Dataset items
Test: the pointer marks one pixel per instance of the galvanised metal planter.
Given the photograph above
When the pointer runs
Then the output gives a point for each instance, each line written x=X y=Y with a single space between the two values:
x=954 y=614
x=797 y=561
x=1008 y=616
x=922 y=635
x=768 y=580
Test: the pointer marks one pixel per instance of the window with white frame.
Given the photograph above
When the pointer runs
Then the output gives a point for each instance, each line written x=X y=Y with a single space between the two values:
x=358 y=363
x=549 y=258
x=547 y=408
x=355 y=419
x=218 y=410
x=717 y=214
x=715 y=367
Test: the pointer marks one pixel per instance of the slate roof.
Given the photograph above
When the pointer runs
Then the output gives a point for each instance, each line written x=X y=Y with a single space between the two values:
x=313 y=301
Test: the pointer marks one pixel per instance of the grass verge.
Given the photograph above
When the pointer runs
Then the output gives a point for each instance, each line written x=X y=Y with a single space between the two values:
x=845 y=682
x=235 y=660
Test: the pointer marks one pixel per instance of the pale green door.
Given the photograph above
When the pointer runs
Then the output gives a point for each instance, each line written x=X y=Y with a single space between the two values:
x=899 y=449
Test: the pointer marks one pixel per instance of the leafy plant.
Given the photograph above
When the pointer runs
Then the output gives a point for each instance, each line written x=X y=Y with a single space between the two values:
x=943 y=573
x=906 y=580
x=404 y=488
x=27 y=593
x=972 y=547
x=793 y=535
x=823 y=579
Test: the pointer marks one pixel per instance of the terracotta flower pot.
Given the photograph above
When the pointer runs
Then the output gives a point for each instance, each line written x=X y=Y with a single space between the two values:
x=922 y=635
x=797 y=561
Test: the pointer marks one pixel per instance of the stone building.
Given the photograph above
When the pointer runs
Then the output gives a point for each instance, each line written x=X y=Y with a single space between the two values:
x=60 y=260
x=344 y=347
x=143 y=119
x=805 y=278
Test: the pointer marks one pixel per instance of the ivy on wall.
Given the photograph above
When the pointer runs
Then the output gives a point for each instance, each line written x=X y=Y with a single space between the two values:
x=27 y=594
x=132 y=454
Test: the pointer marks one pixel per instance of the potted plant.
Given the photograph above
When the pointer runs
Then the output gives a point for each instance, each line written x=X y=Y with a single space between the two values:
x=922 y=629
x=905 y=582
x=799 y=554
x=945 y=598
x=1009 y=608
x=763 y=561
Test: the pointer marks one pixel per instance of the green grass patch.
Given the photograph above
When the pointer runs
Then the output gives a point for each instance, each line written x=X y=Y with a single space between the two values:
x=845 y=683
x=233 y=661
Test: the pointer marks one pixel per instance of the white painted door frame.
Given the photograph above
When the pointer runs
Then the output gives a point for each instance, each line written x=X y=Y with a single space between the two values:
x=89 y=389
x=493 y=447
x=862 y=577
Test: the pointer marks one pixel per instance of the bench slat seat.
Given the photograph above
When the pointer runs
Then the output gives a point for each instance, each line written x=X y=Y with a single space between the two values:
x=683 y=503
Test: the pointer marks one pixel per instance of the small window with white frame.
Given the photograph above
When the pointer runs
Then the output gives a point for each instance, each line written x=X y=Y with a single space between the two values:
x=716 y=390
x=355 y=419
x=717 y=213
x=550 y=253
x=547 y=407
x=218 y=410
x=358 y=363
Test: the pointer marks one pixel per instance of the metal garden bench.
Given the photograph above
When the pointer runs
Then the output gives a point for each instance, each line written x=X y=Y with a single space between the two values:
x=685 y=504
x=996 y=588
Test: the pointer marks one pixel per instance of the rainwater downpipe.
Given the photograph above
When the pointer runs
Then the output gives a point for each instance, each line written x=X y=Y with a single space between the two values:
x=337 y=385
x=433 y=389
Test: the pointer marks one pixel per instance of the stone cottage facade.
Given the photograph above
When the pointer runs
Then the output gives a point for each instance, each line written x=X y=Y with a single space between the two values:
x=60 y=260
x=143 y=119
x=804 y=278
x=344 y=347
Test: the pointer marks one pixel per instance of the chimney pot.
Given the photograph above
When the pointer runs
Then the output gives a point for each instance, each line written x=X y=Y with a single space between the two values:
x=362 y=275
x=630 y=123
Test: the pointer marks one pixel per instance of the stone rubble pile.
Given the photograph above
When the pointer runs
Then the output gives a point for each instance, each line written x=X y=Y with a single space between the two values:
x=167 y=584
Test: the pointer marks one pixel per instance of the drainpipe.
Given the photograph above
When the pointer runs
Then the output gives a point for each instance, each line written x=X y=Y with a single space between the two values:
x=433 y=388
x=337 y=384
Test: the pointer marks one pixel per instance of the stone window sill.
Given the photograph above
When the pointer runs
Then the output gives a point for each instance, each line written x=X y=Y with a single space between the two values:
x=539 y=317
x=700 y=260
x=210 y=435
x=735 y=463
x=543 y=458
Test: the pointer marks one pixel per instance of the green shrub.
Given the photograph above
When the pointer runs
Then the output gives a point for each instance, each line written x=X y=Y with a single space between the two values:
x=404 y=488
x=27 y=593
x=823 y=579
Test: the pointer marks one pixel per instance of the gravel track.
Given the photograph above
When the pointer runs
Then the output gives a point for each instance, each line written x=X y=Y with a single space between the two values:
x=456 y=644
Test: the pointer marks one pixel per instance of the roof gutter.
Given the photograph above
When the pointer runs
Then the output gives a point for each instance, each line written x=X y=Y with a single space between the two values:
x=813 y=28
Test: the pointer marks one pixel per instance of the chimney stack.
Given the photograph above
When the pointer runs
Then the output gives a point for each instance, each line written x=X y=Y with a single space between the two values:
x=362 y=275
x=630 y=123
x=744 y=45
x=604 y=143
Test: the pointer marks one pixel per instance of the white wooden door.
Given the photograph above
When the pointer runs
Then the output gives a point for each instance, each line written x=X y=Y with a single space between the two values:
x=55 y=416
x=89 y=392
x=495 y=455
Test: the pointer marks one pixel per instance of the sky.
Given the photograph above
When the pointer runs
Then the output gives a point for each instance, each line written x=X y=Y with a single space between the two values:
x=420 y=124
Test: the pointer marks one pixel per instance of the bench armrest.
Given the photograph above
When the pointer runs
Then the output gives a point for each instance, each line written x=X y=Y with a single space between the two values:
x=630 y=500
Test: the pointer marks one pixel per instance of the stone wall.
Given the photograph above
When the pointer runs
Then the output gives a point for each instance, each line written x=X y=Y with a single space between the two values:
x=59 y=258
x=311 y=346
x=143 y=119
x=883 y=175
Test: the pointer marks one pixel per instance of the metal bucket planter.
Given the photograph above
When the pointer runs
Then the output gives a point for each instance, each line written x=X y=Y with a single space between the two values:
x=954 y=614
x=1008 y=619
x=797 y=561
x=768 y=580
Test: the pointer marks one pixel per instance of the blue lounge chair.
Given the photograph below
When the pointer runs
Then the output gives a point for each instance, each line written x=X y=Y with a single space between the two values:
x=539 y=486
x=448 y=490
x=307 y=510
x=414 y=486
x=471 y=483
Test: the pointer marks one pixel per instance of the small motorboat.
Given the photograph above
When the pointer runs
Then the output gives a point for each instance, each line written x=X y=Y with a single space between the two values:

Task directions: Rename "pointer" to "locator" throughout the material above and keep every other part of the lines unchanged.

Written answer:
Test: the locator marks one pixel per instance of the galvanised metal planter.
Given the photograph above
When the locator runs
Then the output gives a point for each instance, each line written x=X y=Y with a single space between the two values:
x=954 y=614
x=797 y=561
x=1008 y=616
x=922 y=635
x=768 y=580
Test: the locator marks one pixel per instance of the window with white frame.
Given the photograph above
When the locator runs
Then the output gives a point for each instance, each line written x=X y=Y with a single space between the two values:
x=358 y=363
x=549 y=258
x=547 y=408
x=355 y=419
x=218 y=410
x=717 y=214
x=715 y=367
Test: the locator marks one pixel per instance of the slate roof.
Given the photograph above
When the locator runs
Then the output gives a point for each instance, each line written x=X y=Y with a single space between the two values:
x=313 y=301
Test: the locator marks one pixel per instance of the grass verge.
Given the photograph above
When the locator runs
Then the output gives a point for each instance, each line written x=X y=Y with a single space between the two values:
x=845 y=682
x=235 y=660
Test: the locator marks one pixel per instance of the pale green door.
Given the photograph above
When the locator runs
Then the output gives a point for each instance, each line written x=X y=Y with a single space between the two values:
x=899 y=449
Test: the locator marks one pixel per instance of the leafy plant.
Given the photograph above
When the locator runs
Then the output gives a point for each instance, each line written x=X y=Y with a single space between the two values:
x=943 y=573
x=906 y=580
x=404 y=488
x=27 y=593
x=972 y=547
x=793 y=535
x=823 y=579
Test: the locator marks one pixel per instance of the terracotta flower pot.
Given the photograph above
When the locator runs
Then the output gives a point for each instance, each line written x=X y=Y with a single space between the two values:
x=922 y=635
x=797 y=561
Test: the locator marks one pixel per instance of the stone building.
Given the photograph above
When the locator runs
Then the output gives a point for each instance, each line written x=X y=Y with a single space between the two values:
x=60 y=260
x=344 y=347
x=143 y=119
x=805 y=278
Test: the locator marks one pixel per instance of the ivy on wall.
Given the photograph above
When the locator runs
Then the output gives a point for each instance, each line written x=X y=Y with a single space between the two values:
x=27 y=594
x=132 y=454
Test: the locator marks one pixel per instance of the potted plant.
Given the photograph above
When the locator runs
Then the output gives a point for each instance, each line written x=X y=Y with a single space between the two values:
x=922 y=629
x=905 y=582
x=799 y=554
x=945 y=598
x=1009 y=608
x=763 y=561
Test: the locator marks one pixel per instance of the green grass patch.
Given the photograph above
When the locator runs
Then the output gives a point for each instance, each line written x=X y=Y with a single space between the two values:
x=845 y=683
x=233 y=661
Test: the locator marks one pixel per instance of the white painted door frame.
Given the photograph above
When the locator runs
Then the output gives a point for each instance, each line written x=X y=Y with a single space between the two values:
x=89 y=389
x=493 y=447
x=862 y=577
Test: the locator marks one pixel per instance of the bench slat seat.
Given the photograph above
When the locator runs
Then the output gives a point for each instance, each line written x=X y=Y with a single space between the two values:
x=683 y=503
Test: the locator marks one pixel per instance of the small window with white frame.
Given the photograph above
When the locator runs
Then the output gives a point for each instance, each line written x=X y=Y with a single space between the two values:
x=716 y=390
x=355 y=419
x=717 y=213
x=550 y=253
x=547 y=407
x=218 y=410
x=358 y=363
Test: the locator marks one pixel per instance of the metal garden bench.
Given the photograph above
When the locator runs
Then the output gives a point for each instance, each line written x=X y=Y with a single space between the two values:
x=685 y=504
x=996 y=588
Test: the locator marks one pixel per instance of the rainwater downpipe.
Given the photograph above
When the locator runs
Then the output gives a point for each instance, each line written x=X y=Y with a single space between the two values:
x=337 y=385
x=433 y=389
Test: the locator marks one pixel per instance of the stone cottage facade.
Given the photograph above
When the locator runs
Then the output gives a point for each instance, each line written x=X y=Y with a single space between the two values:
x=60 y=260
x=143 y=119
x=804 y=278
x=344 y=347
Test: the locator marks one pixel per instance of the chimney pot.
Given the photograph above
When the locator runs
Then the output gives a point for each instance, each line written x=X y=Y with a single space between the two values:
x=362 y=275
x=630 y=123
Test: the locator marks one pixel per instance of the stone rubble pile.
Given the photograph above
When the locator runs
Then the output gives a point for each instance, each line written x=X y=Y with a single space between the two values:
x=167 y=584
Test: the locator marks one pixel per instance of the drainpipe.
Given the photograph above
When the locator runs
Then the output gives a point for each instance, each line written x=X y=Y with a single space between the two values:
x=433 y=388
x=337 y=384
Test: the locator marks one pixel per instance of the stone window sill.
Given the photograph above
When the locator runs
Then the output gives a point for each instance, each line written x=X y=Y with a single space between the two values:
x=539 y=317
x=700 y=260
x=210 y=435
x=735 y=463
x=543 y=458
Test: the locator marks one pixel per instance of the green shrub.
Given the photograph above
When the locator runs
Then the output gives a point for each instance, each line written x=X y=Y with a single space between the two values:
x=404 y=488
x=27 y=593
x=823 y=579
Test: the locator marks one pixel per instance of the gravel track.
Given the photograph above
When the locator runs
Then the output gives a point for each instance, each line written x=X y=Y with a single space between the two values:
x=456 y=644
Test: the locator marks one pixel per instance of the roof gutter.
Given the photograph above
When the locator runs
Then the output gives a point for each instance, each line written x=X y=Y with a single space between the two values:
x=813 y=28
Test: the locator marks one pixel per instance of the chimney stack.
Given the photograph above
When the locator runs
Then the output gives a point for each instance, each line written x=X y=Y with a single space between the two values:
x=362 y=275
x=630 y=123
x=744 y=45
x=604 y=143
Test: the locator marks one pixel per instance of the white wooden door.
Given the photograph above
When the locator runs
Then the output gives a point for each instance, each line written x=X y=Y with a single space between the two values:
x=55 y=416
x=89 y=392
x=495 y=455
Test: the locator marks one pixel per instance of the sky.
Given the photograph above
When the locator runs
Then the output gives a point for each instance, each line written x=X y=Y with a single space between the two values:
x=420 y=124
Test: the locator marks one pixel per instance of the bench armrest.
Given the photograph above
When the locator runs
Then the output gives a point for each instance, each line written x=X y=Y with a single space between the two values:
x=630 y=500
Test: the locator marks one pixel per instance of the stone wall.
Given the photograph above
When the locator runs
Then the output gives a point for each instance, each line written x=X y=Y with a single space between the two values:
x=59 y=258
x=311 y=346
x=143 y=119
x=883 y=175
Test: the locator marks one pixel per instance of the metal bucket planter.
Given the photograph above
When the locator runs
Then the output gives a point for each instance, each line written x=X y=Y with a single space between the two values:
x=954 y=614
x=1008 y=619
x=797 y=561
x=768 y=580
Test: the locator marks one pixel per instance of the blue lounge chair.
Given the photograph below
When the locator runs
Then the output gives a point for each instance, each line written x=X y=Y with a single space between the two values:
x=539 y=486
x=448 y=490
x=307 y=510
x=414 y=486
x=471 y=483
Test: the locator marks one pixel per instance of the small motorboat.
Given the photograph above
When the locator runs
Then the output gives a point for each instance, each line written x=X y=Y with a single space between the two values:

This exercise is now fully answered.